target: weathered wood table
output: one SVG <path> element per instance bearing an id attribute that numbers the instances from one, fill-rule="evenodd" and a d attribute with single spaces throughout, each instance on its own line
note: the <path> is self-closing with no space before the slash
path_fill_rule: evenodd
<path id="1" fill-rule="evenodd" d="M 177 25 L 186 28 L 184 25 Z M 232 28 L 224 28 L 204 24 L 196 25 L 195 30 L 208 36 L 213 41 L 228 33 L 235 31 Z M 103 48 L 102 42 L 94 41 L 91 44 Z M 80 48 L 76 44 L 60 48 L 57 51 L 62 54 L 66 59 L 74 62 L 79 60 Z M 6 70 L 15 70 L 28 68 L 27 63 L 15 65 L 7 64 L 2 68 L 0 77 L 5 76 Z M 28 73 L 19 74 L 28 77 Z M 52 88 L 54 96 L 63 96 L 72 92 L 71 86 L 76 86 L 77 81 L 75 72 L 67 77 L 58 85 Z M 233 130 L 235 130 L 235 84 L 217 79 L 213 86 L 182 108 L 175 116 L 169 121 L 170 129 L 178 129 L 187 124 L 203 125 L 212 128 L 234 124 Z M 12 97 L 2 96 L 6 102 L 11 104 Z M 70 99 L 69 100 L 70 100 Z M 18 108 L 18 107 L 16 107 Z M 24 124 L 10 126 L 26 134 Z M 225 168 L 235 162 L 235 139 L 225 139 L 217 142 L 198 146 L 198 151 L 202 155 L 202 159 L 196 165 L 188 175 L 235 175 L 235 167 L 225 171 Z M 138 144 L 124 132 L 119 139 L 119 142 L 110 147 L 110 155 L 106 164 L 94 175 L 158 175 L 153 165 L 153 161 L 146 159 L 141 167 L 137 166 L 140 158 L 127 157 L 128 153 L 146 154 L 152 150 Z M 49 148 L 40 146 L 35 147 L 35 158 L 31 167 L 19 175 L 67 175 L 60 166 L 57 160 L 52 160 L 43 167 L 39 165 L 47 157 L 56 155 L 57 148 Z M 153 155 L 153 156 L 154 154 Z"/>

◇ ◇ ◇ ◇ ◇

SHORT TASK
Can you copy the data verbatim, starting at its first line and ending with the line that contains "path_fill_rule: evenodd", both lines included?

THE ANSWER
target: weathered wood table
output: one SVG <path> element per instance bearing an id attribute that numbers the instances from one, fill-rule="evenodd" and a d attribute with single spaces throughout, each instance on its own line
note: the <path> is self-closing with no space before the slash
path_fill_rule: evenodd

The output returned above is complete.